| SET PROBLEM 1 |
Which places does the comment thread name?
| SET PROBLEM 2 |
Can you extract the comment thread's text from "True. But being" to "share some dilemmas."?

| SELECTED PASSAGE |
╔══

This is why I never share my plans because people can’t help but judge. So kudos to you for doing so!
If I live in a 5-bedroom house, for example, I’m not going to rent a 2-bedroom place for 5 weeks. Maybe 1 week, but not 5.
True. But being judged for your decisions and how you spend money is pretty fun too, if you’re secure either way your own values. There are always blind spots to discover.
I do believe in the benefit of building and operating in silence. But from time to time, it’s fun to share some dilemmas.
Or, at the very least, the responses from others makes some juicy blog meat for a follow-up posting!
Indeed! Here’s the follow up post: https://www.financialsamurai.com/the-choices-we-make-to-achieve-financial-freedom-arent-for-everyone/
No worries. Maybe you did respond, and I missed it. Either way, the condo is no longer available. I hope you didn’t take offense or misinterpret what I meant by “nothing”. I was only referring to the lodging options. The time with your parents is priceless, and the six of you will create many lifetime memories while living together for 5 weeks!
Our extended family is in a similar boat with being “split” between Honolulu and CA, and we’re constantly juggling how to spend as much time together as possible but not drive each other nuts. Do we stay together during visits or rent a separate place, etc? That’s why I find your writing and decision-making on this topic particularly interesting.
Take care!
Hi!
I read your article and I think there are a few points I have observed after living so long in this country.
1. Words like cheap and thrifty have a very negative connotation. Which is sad because it makes people spend beyond their means so those words aren’t attached to them.
2. People want what others have. This country is based on climbing up and looking good. And the way to that is follow the people who have it.
3. This country is about consumption, greed, materialism and capitalism. Hence, what counts is not morals, ethics or values but what you have, where you live and who you know.
Sorry to be so pessimistic but it’s what I have observed. I love it here but I yearn for Asia at times. And by the way, I myself have gotten caught up in all the above at times.
Thank you for your newsletter- look forward to it every Sunday!

╚══

| DATASET EXCERPTS |

╔══

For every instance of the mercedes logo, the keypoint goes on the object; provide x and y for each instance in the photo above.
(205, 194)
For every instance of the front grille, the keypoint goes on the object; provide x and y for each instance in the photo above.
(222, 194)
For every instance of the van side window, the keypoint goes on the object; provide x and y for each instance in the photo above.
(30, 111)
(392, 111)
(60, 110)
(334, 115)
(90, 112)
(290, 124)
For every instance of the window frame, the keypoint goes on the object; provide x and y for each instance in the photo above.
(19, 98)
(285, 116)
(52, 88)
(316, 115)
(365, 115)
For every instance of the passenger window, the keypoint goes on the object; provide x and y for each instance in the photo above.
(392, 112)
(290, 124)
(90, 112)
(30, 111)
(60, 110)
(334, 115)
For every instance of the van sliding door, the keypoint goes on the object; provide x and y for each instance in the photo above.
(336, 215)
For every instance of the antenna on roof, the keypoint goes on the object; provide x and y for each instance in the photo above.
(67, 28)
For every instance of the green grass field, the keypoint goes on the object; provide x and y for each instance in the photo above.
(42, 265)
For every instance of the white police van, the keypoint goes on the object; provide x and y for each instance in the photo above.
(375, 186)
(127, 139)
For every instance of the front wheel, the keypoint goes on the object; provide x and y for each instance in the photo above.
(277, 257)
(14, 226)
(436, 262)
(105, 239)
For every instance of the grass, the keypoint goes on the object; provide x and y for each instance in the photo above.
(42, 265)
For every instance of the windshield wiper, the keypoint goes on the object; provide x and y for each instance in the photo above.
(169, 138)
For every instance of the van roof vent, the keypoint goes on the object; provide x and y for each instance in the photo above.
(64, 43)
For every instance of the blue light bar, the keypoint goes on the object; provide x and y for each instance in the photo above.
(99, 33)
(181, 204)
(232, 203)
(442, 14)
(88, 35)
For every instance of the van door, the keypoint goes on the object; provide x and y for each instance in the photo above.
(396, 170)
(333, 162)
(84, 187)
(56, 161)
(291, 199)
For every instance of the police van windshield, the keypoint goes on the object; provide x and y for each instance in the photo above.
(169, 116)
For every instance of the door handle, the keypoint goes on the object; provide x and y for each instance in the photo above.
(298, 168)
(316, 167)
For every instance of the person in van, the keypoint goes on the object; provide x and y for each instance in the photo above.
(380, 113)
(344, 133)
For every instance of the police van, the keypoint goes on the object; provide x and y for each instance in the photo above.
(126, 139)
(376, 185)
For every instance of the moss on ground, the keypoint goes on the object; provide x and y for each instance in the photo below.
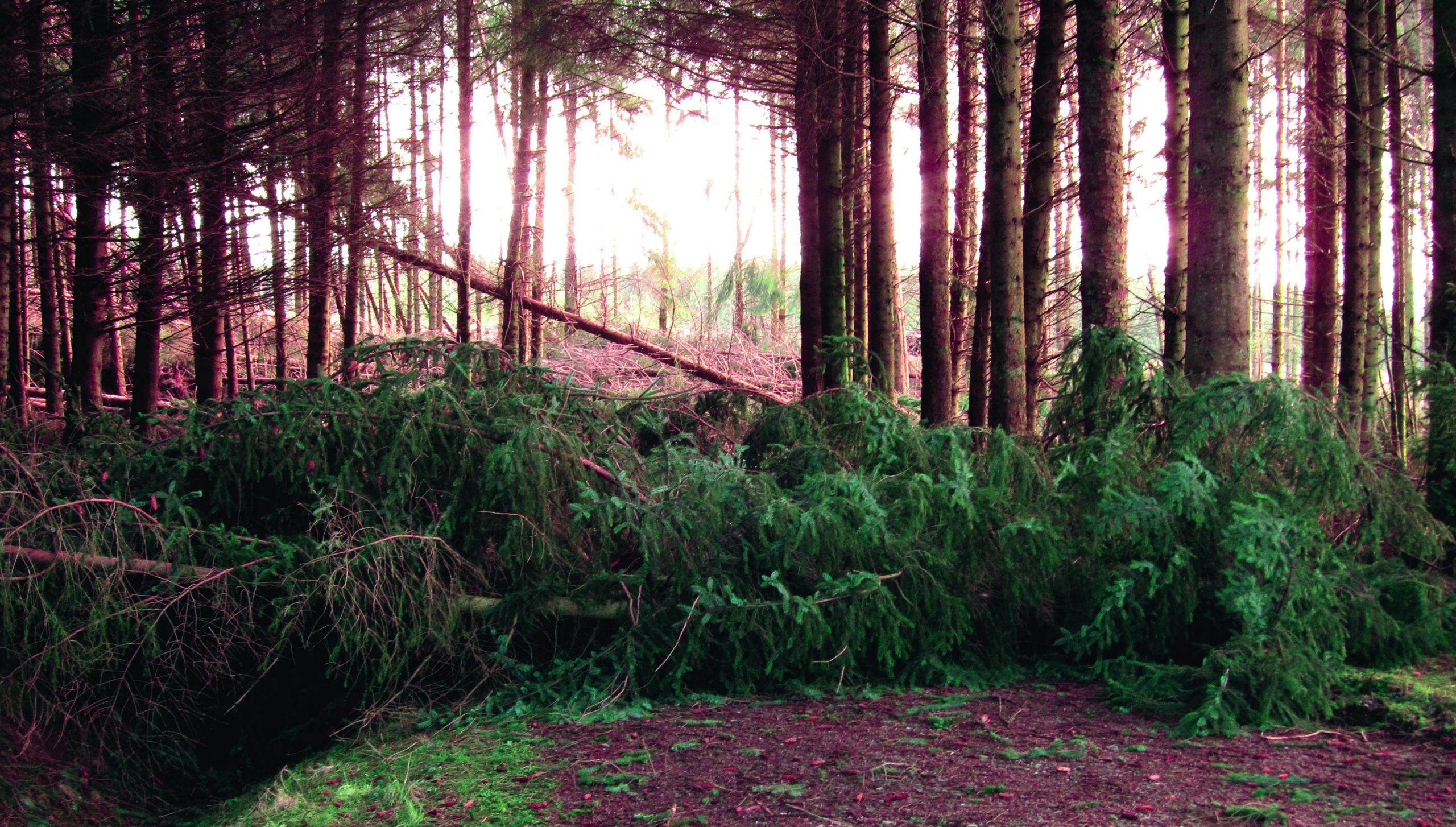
(405, 778)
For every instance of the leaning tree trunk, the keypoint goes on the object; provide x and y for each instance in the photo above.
(1176, 199)
(465, 71)
(1358, 209)
(568, 267)
(359, 143)
(882, 274)
(966, 222)
(1400, 236)
(1441, 477)
(935, 220)
(321, 185)
(805, 152)
(520, 197)
(92, 56)
(1321, 207)
(1001, 230)
(1218, 188)
(1103, 172)
(1041, 155)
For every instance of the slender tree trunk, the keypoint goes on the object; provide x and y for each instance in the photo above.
(967, 158)
(359, 143)
(1358, 209)
(1441, 464)
(1401, 238)
(937, 394)
(880, 279)
(832, 194)
(568, 270)
(9, 213)
(809, 76)
(1041, 155)
(1375, 147)
(539, 223)
(1280, 139)
(92, 56)
(1002, 228)
(520, 200)
(321, 185)
(152, 206)
(1321, 201)
(1218, 188)
(1103, 180)
(465, 71)
(1176, 199)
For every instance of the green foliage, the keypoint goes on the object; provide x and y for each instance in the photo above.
(1219, 552)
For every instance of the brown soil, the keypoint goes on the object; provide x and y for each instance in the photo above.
(1030, 755)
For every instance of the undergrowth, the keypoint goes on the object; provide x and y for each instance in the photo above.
(1219, 552)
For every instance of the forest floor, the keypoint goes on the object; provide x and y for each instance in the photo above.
(1024, 755)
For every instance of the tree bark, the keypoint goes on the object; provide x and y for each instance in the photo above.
(321, 185)
(1041, 155)
(935, 222)
(1002, 226)
(359, 144)
(1218, 190)
(539, 223)
(809, 76)
(1321, 209)
(1358, 209)
(465, 71)
(1176, 199)
(1401, 239)
(92, 56)
(520, 200)
(1103, 172)
(568, 268)
(1441, 478)
(880, 279)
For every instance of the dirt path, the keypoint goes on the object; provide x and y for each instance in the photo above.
(1031, 755)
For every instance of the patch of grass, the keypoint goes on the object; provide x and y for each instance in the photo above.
(402, 778)
(791, 789)
(1256, 813)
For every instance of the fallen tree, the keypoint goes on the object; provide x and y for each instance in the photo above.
(580, 322)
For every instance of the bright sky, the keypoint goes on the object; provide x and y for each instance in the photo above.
(685, 171)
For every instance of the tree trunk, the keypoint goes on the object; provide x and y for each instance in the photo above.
(92, 56)
(1218, 190)
(967, 156)
(1321, 201)
(1356, 308)
(1441, 477)
(935, 222)
(1103, 172)
(1375, 147)
(832, 196)
(1041, 155)
(1401, 239)
(1002, 228)
(520, 199)
(882, 274)
(539, 223)
(568, 268)
(465, 71)
(1280, 139)
(359, 144)
(809, 76)
(321, 185)
(1176, 199)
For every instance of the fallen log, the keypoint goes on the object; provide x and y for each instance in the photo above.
(469, 603)
(656, 353)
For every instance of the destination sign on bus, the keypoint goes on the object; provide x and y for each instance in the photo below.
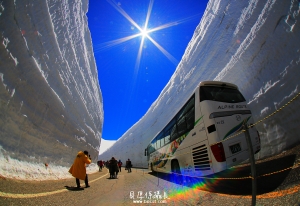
(232, 106)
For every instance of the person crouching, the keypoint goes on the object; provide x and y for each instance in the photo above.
(78, 169)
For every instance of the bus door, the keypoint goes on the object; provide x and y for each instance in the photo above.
(201, 159)
(228, 124)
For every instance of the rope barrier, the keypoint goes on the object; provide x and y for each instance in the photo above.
(232, 178)
(252, 125)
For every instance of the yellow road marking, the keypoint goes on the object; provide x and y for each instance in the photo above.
(42, 194)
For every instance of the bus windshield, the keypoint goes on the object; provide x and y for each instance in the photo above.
(221, 94)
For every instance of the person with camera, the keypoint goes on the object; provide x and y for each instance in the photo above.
(78, 169)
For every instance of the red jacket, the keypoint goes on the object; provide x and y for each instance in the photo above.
(78, 169)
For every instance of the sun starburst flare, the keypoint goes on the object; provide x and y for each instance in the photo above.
(143, 32)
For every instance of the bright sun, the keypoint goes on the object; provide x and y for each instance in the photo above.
(144, 32)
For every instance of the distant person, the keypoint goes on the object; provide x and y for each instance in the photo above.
(128, 165)
(113, 168)
(120, 165)
(78, 169)
(101, 164)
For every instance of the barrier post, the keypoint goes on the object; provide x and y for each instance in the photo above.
(252, 161)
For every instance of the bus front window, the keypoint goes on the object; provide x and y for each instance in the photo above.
(221, 94)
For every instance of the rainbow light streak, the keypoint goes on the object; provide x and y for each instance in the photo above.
(196, 186)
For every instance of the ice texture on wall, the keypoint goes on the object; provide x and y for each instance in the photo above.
(50, 100)
(254, 44)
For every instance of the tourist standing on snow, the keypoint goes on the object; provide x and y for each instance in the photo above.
(113, 168)
(78, 169)
(120, 165)
(128, 165)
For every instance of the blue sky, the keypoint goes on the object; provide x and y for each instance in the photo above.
(131, 74)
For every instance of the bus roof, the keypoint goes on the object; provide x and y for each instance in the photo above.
(217, 83)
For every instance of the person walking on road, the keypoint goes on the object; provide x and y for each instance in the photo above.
(113, 168)
(128, 165)
(78, 169)
(120, 165)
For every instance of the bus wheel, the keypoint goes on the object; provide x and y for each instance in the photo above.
(176, 172)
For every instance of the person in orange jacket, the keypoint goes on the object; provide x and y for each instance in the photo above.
(78, 169)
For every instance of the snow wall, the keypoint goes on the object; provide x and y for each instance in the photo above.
(50, 100)
(254, 44)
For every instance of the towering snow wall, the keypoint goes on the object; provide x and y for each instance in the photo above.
(254, 44)
(50, 100)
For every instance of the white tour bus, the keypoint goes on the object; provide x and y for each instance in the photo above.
(187, 144)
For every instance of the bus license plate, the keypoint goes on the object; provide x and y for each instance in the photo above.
(235, 148)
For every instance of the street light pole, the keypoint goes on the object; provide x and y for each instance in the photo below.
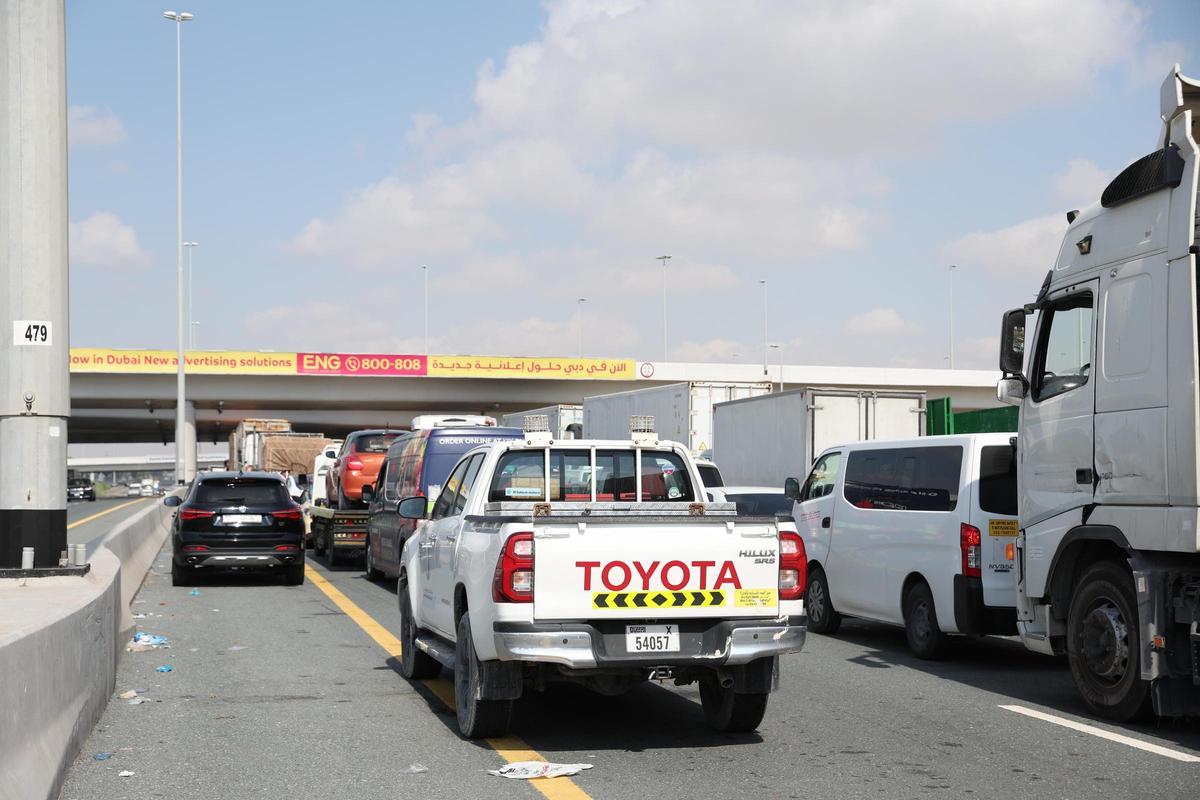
(579, 320)
(664, 259)
(952, 314)
(191, 293)
(180, 403)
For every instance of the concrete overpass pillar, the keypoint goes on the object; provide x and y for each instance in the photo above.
(35, 397)
(189, 440)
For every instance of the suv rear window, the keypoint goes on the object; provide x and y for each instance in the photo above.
(520, 476)
(997, 480)
(375, 441)
(905, 479)
(240, 493)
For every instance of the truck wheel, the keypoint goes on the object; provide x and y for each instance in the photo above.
(1103, 643)
(414, 663)
(925, 638)
(294, 576)
(478, 719)
(730, 711)
(819, 606)
(373, 573)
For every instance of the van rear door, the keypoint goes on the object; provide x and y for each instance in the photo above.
(994, 512)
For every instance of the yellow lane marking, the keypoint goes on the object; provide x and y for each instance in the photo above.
(97, 516)
(510, 749)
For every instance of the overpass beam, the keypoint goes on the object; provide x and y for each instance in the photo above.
(35, 397)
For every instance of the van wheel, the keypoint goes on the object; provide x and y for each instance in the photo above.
(925, 639)
(414, 663)
(478, 719)
(727, 711)
(819, 606)
(1103, 643)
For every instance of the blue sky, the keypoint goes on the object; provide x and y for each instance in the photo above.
(532, 154)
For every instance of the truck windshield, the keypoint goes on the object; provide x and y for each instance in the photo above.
(521, 475)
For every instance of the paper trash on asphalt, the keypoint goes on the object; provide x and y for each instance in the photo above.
(529, 770)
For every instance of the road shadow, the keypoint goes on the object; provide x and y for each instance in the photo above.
(1002, 666)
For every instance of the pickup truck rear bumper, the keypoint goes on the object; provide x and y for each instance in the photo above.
(582, 645)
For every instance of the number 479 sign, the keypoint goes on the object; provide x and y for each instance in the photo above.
(29, 332)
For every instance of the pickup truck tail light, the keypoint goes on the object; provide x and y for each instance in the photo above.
(514, 571)
(972, 551)
(793, 566)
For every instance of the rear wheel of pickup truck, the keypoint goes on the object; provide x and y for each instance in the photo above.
(414, 663)
(477, 719)
(730, 711)
(819, 606)
(1103, 643)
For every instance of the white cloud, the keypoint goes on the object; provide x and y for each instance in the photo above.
(1080, 185)
(94, 127)
(103, 240)
(1023, 251)
(881, 322)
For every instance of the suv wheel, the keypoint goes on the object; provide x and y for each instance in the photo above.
(477, 719)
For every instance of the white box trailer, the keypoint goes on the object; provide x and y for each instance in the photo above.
(562, 417)
(765, 440)
(682, 411)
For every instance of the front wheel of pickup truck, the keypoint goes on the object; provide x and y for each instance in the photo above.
(730, 711)
(478, 719)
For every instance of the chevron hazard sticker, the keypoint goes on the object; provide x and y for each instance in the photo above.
(707, 599)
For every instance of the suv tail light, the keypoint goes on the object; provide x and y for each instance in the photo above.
(972, 551)
(793, 566)
(514, 571)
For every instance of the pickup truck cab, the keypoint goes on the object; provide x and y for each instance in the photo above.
(597, 563)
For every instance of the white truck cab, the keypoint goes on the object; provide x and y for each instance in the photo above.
(598, 563)
(1108, 477)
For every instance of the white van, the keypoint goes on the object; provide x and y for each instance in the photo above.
(919, 533)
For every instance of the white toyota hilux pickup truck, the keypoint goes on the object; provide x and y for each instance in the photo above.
(595, 563)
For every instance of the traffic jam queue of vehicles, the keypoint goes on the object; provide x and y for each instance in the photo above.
(595, 563)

╚══

| EXERCISE ANSWER 1 |
Honolulu, CA, Asia

| EXERCISE ANSWER 2 |
True. But being judged for your decisions and how you spend money is pretty fun too, if you’re secure either way your own values. There are always blind spots to discover.
I do believe in the benefit of building and operating in silence. But from time to time, it’s fun to share some dilemmas.